Problem to work on.
Exactly reproduce the line containing "Would you be willing to put a dot on the printed" together with every line after it, through the end of the entries, and give nothing more.

___ Supplied information ___

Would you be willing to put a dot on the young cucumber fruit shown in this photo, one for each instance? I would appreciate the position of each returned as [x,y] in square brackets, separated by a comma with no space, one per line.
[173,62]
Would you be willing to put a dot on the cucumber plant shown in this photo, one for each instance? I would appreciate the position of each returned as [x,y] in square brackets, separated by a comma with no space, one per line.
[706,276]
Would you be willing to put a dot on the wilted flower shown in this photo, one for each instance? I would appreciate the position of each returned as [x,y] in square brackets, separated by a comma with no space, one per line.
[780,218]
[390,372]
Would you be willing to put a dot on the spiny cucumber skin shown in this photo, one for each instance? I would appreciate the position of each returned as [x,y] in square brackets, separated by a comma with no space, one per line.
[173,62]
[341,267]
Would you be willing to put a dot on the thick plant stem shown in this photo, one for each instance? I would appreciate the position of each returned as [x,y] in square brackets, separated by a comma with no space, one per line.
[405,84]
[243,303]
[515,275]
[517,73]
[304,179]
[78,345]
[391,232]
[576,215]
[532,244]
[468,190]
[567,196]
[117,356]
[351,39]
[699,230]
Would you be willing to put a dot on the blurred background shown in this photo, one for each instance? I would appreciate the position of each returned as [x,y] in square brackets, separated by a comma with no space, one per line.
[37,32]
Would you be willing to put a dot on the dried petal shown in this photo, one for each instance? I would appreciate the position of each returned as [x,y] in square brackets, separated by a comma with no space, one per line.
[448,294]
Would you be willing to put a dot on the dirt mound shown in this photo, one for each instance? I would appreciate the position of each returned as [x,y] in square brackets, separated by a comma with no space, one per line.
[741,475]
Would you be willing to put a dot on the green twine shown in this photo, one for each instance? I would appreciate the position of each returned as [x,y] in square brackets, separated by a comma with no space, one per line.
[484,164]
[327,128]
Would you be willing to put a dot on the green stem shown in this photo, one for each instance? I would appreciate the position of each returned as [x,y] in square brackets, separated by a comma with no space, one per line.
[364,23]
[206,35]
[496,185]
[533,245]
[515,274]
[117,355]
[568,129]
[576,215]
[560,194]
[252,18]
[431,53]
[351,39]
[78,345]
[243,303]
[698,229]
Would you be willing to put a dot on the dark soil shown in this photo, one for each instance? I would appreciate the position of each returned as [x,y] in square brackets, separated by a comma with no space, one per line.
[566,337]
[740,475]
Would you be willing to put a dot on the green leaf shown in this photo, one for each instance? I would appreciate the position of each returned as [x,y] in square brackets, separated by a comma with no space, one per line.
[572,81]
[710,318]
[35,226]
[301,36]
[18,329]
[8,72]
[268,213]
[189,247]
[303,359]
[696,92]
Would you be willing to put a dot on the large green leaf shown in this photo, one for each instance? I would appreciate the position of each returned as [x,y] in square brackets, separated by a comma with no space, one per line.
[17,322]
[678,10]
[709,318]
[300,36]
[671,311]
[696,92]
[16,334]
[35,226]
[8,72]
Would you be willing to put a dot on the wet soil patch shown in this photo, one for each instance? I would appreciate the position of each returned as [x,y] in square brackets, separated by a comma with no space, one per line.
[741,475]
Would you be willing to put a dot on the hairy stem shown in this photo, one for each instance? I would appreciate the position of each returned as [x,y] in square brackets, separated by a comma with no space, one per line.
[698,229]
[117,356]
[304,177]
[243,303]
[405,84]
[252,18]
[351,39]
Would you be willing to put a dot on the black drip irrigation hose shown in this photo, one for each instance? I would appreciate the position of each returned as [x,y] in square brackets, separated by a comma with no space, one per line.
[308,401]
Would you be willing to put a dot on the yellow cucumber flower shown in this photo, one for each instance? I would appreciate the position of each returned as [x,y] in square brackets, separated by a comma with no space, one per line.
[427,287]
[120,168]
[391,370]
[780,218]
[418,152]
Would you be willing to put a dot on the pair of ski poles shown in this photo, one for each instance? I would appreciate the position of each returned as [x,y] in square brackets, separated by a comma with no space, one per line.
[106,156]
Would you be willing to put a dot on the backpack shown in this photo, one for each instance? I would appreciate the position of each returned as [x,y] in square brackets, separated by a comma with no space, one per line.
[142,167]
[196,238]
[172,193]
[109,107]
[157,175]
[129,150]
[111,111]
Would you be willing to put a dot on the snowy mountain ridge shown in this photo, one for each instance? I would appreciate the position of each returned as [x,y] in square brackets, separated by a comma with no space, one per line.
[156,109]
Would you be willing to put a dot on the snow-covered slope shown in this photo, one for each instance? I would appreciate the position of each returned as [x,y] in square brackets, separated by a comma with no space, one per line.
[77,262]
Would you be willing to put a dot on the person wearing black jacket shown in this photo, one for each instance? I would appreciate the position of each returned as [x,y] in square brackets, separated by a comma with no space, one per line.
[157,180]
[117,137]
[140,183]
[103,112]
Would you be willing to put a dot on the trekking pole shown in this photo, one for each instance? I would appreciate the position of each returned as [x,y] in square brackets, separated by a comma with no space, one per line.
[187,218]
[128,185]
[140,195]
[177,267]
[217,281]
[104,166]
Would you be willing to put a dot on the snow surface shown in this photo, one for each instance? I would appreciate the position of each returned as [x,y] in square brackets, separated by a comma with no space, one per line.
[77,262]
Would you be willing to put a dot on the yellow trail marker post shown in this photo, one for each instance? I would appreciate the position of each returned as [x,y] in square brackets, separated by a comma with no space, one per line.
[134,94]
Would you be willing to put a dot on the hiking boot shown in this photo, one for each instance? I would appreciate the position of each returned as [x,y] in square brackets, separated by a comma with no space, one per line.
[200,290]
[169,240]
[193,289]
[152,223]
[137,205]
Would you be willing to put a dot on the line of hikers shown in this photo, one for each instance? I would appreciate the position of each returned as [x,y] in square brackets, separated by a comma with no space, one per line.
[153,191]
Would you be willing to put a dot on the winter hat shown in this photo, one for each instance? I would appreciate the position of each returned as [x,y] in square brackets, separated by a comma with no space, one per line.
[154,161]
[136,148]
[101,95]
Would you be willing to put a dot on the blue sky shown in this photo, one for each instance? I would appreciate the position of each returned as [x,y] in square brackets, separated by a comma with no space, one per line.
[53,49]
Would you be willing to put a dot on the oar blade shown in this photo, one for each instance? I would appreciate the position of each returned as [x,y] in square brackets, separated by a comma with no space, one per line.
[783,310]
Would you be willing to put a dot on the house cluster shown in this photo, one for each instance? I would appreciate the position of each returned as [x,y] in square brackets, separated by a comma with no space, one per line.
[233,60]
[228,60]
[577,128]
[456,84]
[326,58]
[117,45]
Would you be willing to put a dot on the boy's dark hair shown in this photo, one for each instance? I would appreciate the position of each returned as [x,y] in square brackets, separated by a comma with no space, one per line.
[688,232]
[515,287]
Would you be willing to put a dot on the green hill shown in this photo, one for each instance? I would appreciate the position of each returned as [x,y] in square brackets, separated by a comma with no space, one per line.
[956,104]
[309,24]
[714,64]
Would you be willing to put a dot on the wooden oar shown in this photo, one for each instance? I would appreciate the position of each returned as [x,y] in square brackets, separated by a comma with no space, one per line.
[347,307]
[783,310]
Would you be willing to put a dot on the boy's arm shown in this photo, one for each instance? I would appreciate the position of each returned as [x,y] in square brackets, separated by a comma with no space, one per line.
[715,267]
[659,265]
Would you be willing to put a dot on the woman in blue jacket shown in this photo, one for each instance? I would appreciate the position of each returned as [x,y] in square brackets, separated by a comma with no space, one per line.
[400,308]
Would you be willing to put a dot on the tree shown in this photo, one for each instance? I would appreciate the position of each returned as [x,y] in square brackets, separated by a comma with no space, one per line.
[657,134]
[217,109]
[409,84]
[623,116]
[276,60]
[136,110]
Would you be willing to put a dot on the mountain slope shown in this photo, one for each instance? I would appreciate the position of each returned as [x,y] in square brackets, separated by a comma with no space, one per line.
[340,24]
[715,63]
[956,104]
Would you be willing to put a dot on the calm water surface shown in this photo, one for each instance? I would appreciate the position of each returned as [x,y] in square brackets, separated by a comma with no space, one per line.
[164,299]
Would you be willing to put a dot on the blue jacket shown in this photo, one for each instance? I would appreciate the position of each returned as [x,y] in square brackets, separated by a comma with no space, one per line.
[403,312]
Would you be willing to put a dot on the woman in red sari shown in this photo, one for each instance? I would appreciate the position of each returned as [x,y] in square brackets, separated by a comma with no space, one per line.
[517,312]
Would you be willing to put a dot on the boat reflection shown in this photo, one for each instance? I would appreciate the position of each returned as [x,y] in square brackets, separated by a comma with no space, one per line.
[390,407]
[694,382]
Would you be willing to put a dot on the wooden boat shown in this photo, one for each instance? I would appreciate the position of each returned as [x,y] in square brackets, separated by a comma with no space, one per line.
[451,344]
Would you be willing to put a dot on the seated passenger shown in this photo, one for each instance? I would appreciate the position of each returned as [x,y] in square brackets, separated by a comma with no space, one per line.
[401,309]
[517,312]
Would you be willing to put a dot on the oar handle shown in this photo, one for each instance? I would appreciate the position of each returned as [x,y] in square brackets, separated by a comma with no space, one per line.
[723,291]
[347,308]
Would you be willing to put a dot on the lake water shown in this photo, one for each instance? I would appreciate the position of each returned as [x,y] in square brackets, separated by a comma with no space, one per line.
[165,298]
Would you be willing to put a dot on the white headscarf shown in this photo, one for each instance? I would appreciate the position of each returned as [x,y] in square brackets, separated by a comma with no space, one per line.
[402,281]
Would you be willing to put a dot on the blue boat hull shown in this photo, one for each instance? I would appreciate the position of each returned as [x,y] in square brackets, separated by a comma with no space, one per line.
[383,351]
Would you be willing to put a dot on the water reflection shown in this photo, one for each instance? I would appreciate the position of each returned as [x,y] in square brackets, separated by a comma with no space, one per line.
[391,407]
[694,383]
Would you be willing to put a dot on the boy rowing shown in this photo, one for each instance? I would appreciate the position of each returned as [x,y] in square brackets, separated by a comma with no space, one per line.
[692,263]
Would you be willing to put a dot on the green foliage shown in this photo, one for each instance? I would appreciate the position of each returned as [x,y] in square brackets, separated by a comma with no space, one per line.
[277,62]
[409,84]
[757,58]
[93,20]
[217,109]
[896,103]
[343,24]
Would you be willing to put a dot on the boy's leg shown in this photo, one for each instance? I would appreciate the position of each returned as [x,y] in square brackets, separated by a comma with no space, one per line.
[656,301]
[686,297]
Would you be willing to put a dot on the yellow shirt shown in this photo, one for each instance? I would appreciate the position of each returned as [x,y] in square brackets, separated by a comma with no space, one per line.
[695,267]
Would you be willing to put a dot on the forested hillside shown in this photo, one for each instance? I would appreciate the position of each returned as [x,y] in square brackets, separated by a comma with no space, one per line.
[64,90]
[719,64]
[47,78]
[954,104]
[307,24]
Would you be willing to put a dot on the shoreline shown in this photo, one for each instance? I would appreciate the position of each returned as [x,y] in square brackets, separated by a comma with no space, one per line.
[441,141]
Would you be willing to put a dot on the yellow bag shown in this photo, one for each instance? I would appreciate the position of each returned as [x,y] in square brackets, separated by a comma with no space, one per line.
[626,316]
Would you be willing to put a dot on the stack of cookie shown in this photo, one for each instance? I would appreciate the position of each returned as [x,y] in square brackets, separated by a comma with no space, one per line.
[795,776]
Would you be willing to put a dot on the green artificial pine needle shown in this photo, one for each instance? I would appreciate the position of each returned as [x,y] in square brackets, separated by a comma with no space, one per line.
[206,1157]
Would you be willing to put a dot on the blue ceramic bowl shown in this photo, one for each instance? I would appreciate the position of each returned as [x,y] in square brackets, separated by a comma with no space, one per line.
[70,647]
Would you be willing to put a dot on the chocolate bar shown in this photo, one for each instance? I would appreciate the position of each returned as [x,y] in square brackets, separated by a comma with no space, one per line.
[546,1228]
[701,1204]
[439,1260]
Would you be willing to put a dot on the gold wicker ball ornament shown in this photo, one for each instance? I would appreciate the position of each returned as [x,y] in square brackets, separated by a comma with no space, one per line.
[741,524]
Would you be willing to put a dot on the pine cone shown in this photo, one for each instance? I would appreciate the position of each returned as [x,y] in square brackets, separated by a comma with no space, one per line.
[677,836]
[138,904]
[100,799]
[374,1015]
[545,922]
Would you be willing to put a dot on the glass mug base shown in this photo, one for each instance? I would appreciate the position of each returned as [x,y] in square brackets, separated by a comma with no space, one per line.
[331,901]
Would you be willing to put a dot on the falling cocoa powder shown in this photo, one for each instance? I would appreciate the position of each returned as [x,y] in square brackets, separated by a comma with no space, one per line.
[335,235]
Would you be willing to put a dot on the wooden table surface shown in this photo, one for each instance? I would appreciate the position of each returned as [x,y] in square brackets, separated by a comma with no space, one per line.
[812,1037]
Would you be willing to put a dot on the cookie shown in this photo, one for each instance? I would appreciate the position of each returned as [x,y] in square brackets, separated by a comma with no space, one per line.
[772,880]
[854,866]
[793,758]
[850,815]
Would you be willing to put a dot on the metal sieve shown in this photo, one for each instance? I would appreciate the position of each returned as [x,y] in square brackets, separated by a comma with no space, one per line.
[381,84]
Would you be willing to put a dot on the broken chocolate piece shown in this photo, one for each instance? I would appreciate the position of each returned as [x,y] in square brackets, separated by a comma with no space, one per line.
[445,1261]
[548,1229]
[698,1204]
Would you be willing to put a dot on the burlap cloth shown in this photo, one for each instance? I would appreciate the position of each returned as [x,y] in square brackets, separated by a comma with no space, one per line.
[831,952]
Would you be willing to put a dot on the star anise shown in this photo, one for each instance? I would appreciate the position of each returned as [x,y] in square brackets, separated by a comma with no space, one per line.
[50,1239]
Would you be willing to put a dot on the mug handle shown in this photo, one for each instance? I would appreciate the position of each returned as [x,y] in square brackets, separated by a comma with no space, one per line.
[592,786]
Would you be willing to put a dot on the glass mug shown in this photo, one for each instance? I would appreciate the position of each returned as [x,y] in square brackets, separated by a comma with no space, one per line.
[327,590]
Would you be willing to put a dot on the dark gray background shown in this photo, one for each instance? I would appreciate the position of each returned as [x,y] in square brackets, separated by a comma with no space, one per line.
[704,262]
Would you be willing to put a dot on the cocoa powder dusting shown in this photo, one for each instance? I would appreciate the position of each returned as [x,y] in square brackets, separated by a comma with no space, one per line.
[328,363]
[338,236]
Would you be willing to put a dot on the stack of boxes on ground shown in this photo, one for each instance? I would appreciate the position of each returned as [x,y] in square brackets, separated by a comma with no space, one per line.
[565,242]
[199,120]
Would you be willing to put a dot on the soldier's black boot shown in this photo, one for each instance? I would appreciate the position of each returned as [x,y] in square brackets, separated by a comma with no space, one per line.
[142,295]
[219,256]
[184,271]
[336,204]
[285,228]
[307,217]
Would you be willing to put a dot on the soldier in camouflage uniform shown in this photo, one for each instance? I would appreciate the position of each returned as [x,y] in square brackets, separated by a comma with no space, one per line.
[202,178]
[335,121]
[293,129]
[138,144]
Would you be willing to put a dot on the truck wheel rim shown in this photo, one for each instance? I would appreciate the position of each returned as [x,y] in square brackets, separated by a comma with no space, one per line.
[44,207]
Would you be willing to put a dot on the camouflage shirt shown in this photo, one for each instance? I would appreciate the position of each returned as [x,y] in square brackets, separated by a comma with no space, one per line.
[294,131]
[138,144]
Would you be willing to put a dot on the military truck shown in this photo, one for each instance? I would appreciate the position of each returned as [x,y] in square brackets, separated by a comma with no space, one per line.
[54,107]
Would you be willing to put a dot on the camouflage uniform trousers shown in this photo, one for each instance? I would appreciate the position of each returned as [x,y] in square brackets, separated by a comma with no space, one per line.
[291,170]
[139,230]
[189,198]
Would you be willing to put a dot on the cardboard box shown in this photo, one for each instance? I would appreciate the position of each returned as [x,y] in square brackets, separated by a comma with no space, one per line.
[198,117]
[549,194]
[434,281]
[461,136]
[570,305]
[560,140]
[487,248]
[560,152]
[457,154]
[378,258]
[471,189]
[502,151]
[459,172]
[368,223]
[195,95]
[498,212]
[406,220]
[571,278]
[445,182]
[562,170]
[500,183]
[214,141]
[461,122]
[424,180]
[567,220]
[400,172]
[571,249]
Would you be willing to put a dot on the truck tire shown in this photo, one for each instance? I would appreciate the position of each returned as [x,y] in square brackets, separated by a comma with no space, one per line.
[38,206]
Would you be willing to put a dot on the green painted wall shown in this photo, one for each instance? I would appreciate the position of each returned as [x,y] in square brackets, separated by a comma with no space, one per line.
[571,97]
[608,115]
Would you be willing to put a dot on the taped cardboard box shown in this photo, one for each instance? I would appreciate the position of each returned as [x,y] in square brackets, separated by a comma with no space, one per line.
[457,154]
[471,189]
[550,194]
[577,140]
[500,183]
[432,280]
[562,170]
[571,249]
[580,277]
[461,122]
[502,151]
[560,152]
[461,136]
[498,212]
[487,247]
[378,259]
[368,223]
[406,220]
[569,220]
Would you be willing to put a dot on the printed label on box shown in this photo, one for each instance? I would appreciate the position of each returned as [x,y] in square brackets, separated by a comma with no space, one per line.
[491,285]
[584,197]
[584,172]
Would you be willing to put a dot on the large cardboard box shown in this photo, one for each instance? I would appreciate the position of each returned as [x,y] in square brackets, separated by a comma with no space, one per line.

___

Answer for this exercise.
Would you be willing to put a dot on the printed label on box shown in this photo, one for each instance? I would appreciate the position of each returned as [x,y] in square brackets, separated by a comma with no space, one per line.
[491,285]
[584,197]
[584,172]
Would you be willing to put a dot on the large cardboard box shown in this photo, one for each instance? I would appreciate the position of each returned as [x,y] in square brackets, separated by a comma with no space, one per line.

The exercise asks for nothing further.